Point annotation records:
★ ★ ★ ★ ★
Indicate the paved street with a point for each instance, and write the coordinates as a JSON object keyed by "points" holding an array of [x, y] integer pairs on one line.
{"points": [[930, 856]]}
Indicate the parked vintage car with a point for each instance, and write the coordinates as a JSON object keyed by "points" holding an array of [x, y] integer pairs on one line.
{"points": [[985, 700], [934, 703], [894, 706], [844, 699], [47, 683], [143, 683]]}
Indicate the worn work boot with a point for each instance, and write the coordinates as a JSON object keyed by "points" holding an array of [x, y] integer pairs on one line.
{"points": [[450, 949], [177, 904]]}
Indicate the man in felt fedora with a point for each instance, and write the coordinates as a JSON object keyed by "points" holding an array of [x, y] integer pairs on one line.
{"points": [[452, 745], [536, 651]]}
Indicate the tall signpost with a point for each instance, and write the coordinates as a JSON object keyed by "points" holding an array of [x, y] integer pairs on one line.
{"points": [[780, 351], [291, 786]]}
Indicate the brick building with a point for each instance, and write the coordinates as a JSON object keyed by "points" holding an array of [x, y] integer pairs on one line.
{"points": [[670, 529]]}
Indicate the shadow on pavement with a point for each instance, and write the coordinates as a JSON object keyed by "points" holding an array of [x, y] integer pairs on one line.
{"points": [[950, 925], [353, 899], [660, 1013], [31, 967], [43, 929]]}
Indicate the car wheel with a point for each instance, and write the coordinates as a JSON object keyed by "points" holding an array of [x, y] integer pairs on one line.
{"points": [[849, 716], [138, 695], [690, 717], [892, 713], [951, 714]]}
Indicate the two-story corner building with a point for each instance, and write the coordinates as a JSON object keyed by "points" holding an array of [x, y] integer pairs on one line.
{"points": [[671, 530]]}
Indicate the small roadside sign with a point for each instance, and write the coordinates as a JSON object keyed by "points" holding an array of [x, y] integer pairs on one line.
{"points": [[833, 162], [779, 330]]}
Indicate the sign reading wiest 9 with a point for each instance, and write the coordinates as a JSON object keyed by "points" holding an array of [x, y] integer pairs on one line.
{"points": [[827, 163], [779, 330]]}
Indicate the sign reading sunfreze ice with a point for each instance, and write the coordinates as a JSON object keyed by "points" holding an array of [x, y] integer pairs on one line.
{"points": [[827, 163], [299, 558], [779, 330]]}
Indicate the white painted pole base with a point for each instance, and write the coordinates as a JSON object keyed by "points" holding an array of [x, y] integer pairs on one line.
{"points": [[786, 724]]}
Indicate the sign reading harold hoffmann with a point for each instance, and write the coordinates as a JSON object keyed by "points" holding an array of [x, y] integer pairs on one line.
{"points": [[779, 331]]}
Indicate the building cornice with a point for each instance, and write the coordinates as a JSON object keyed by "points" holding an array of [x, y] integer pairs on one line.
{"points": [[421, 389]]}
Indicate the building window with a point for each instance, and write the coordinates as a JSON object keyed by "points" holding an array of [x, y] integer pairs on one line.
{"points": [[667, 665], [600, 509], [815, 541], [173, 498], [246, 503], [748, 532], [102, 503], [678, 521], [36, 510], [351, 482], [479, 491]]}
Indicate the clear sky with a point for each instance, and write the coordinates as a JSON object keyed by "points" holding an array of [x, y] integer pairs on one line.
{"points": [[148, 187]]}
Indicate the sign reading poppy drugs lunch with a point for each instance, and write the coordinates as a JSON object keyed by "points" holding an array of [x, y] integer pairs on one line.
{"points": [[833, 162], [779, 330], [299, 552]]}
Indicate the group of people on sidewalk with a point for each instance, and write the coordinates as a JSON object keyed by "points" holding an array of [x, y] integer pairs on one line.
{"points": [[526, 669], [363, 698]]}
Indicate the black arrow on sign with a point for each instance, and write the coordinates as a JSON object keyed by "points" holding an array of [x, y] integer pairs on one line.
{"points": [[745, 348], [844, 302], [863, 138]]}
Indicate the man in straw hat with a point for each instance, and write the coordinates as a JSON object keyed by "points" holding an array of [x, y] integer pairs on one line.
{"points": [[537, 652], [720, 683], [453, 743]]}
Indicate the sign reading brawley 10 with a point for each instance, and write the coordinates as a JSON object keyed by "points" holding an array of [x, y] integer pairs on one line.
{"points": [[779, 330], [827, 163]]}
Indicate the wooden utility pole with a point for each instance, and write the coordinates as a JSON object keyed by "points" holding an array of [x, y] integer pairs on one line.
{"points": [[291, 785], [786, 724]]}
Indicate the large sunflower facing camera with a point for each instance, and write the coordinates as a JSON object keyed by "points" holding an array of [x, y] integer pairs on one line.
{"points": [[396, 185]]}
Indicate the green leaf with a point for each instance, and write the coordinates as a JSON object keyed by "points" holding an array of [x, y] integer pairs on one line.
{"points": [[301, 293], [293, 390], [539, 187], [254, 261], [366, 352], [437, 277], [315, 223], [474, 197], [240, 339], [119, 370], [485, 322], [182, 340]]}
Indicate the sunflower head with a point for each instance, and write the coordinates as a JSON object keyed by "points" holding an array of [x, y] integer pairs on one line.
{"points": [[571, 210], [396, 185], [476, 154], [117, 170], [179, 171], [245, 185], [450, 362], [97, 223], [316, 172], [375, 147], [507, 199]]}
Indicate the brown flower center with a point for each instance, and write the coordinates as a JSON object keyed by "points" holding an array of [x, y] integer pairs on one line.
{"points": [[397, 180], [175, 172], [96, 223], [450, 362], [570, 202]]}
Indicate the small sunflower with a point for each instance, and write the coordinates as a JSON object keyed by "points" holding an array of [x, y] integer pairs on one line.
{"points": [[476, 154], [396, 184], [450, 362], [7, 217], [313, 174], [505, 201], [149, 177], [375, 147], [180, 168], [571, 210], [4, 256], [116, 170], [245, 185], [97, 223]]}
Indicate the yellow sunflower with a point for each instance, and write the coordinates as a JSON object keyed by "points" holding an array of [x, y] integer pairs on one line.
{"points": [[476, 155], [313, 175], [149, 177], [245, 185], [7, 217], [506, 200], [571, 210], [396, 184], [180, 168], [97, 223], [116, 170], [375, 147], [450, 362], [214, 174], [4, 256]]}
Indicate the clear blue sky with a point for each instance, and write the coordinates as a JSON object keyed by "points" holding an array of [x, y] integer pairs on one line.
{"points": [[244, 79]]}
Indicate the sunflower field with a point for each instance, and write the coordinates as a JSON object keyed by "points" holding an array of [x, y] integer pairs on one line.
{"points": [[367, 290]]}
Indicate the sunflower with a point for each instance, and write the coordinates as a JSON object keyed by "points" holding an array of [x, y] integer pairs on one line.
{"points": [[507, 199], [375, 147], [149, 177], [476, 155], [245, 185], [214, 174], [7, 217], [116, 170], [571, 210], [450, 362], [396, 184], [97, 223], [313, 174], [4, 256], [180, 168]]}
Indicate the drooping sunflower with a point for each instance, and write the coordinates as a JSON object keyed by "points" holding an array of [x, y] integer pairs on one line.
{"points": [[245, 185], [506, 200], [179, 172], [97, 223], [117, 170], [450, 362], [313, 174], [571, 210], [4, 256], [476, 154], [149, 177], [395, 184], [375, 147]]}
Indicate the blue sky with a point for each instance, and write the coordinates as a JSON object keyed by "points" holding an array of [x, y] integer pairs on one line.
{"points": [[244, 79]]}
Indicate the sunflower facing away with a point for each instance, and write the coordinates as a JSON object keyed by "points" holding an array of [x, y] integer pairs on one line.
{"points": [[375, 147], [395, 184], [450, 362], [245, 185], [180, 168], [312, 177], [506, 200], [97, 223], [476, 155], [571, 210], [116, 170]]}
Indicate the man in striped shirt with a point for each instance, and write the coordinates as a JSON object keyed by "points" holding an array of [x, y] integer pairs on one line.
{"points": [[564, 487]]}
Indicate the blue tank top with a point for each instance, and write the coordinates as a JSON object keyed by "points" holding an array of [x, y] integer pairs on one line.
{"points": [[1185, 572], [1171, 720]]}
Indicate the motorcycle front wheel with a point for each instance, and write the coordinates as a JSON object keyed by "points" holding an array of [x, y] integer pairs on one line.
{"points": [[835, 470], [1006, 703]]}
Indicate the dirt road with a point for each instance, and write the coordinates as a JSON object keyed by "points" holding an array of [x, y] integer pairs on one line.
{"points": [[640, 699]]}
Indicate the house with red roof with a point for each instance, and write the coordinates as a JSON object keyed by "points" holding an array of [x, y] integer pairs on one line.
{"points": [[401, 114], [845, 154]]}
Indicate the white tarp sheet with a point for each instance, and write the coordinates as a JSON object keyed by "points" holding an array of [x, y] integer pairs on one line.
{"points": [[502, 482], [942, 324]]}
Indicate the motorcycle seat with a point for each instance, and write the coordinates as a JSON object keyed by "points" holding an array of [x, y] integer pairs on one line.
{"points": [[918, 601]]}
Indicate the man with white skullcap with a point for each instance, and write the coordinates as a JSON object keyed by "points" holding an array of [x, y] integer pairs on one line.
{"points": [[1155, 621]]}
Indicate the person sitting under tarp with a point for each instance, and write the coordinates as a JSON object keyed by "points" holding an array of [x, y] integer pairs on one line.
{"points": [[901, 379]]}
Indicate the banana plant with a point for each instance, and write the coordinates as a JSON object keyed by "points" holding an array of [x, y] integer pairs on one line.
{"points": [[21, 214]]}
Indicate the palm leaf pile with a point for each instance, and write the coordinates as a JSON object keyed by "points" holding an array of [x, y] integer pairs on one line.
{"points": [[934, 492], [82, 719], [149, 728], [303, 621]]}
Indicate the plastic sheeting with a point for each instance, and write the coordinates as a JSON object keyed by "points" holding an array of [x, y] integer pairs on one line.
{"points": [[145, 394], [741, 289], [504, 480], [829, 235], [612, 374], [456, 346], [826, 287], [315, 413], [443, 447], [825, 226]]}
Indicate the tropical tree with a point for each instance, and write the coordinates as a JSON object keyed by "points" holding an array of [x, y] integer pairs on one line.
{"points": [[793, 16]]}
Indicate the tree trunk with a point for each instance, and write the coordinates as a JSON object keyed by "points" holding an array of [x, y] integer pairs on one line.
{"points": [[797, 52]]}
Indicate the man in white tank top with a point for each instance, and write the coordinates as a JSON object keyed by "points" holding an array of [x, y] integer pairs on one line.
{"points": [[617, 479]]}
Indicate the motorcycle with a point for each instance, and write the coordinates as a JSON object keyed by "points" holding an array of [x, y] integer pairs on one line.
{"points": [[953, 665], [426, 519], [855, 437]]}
★ ★ ★ ★ ★
Problem to solve:
Your task is to output exactly the lines running from the one with "Indicate the banana" through the final line of the material above, with both ends included.

Exercise response:
Indicate the banana plant with a point for each instance, and write the coordinates as a JSON object keyed by "points" holding an array of [x, y] integer pairs on one line.
{"points": [[21, 214]]}
Indicate the palm leaf pile with a point for each instance, and write the coordinates as a JSON object keyed by "points" holding an array of [x, y] integer pairs on one line.
{"points": [[934, 492], [82, 719], [149, 728], [303, 621]]}
Indicate the plastic sheeting with a point for each instance, and write the coordinates as a JSON object keyed by "points" holding an array of [x, y] integer pairs on one line.
{"points": [[145, 394], [741, 289], [504, 480], [829, 235], [612, 374], [456, 346], [826, 287], [315, 413], [443, 447], [825, 226]]}
Indicate the tropical tree with a point for each instance, and write the coordinates as a JSON object keyed by "points" holding an array of [x, y] integer pairs on one line.
{"points": [[793, 16]]}
Indicate the tree trunk with a point for each instance, and write the coordinates as a JSON object keyed by "points" holding an array of [x, y] integer pairs on one line.
{"points": [[797, 52]]}
Indicate the man in white tank top with a point for each instance, and write the coordinates as a JSON object keyed by "points" holding an array of [x, y] integer pairs on one line.
{"points": [[617, 479]]}
Indicate the motorcycle with a point for each instance, and write the coordinates as a JSON object keyed by "points" holding an array of [x, y] integer pairs on one line.
{"points": [[953, 665], [426, 519], [855, 437]]}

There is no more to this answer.